REQUIREMENT
Convert every line of the records below into a JSON list of strings, one string per line, omitting blank lines.

RECORDS SHOWN
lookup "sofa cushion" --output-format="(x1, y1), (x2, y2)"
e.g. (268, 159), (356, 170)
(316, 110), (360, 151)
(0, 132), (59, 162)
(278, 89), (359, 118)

ANSWER TO THE PROBLEM
[
  "lookup \"sofa cushion\" --output-format=\"(x1, y1), (x2, y2)\"",
  "e.g. (268, 159), (356, 170)",
  "(316, 110), (360, 151)",
  "(0, 132), (59, 162)",
  "(278, 89), (359, 118)"
]